25 bucks for an amazing imac!? :eek: Damn lucky you are! Do not sell this thing.
 
25 bucks for an amazing imac!? :eek: Damn lucky you are! Do not sell this thing.
I am not feeling too lucky after spending an additional $100USD for a screen then not being able to have it perform the tasks I wanted it to :mad:
Maybe I am just spoiled with the performance of my 2011 MBP and my gaming PC, the iMac just seems so slow to me. I am considering throwing in my sata2 WD Black 500Gb drive. But its the iSight edition and the hard drive mounting screws are completely buried. So I hesitate to do all that work when I am not really sure the WD HDD will make much really world difference.
 
I'm with you there, I dont think you're going to notice much difference either. The processor is really the bottleneck. I went to a striped RAID layout on my old 2.0 Powermac expecting improvements but noticed nothing, even using brand new HDs coming from the OEM 2005 160gig drive. The CPU simply maxes out with simple tasks, and thats probably your issue as well.

Cliffs: Your slowdown is not a result of a maxed out hard drive, slowdowns caused elsewhere
 
I can't imagine having that machine without maxing the ram to 2.5gbs.

Bigger faster hard drive, too. I always wanted that G5 but hated that you couldn't VESA mount that model like the previous G5 iMacs.
 
Truth be told all the PPC computers are still workhorses unless it comes to Flash, Java etc. If you were just to run ProTools, Adobe Suite CS3, iMovie etc the machine would behave on par with current Apple offerings, similar performance output. If however you wish to play games (through web plugins) that en masse are optimized to work with Intel (and have always been) then the PPC clash with reality. It’s like trying to get Windows 3.1 to work on the original Mac. :(
 
Truth be told all the PPC computers are still workhorses unless it comes to Flash, Java etc. If you were just to run ProTools, Adobe Suite CS3, iMovie etc the machine would behave on par with current Apple offerings, similar performance output. If however you wish to play games (through web plugins) that en masse are optimized to work with Intel (and have always been) then the PPC clash with reality. It’s like trying to get Windows 3.1 to work on the original Mac. :(

This.

Old macs really are workhorses until you throw Flash and Java at them. However, when using native apps, they'll treat you right.
 
The processor is really the bottleneck. I went to a striped RAID layout on my old 2.0 Powermac expecting improvements but noticed nothing, even using brand new HDs coming from the OEM 2005 160gig drive. The CPU simply maxes out with simple tasks, and thats probably your issue as well.

Cliffs: Your slowdown is not a result of a maxed out hard drive, slowdowns caused elsewhere
I think you 100% correct here

I can't imagine having that machine without maxing the ram to 2.5gbs.

Bigger faster hard drive, too. I always wanted that G5 but hated that you couldn't VESA mount that model like the previous G5 iMacs.
I thought about upping the ram but in activity monitor it barely ever goes past 1GB now so why bother?

* _Set exercise_
In the iMac thread above, what holds the owner back from installing the WD Black drive?

* _Material_
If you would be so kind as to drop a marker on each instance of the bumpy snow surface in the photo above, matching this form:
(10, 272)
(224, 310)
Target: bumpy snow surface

* _Exercise output_
The iMac is the iSight edition, and its hard drive mounting screws are completely buried, so the swap would take a lot of work. The owner also isn't sure the WD drive would make much real-world difference.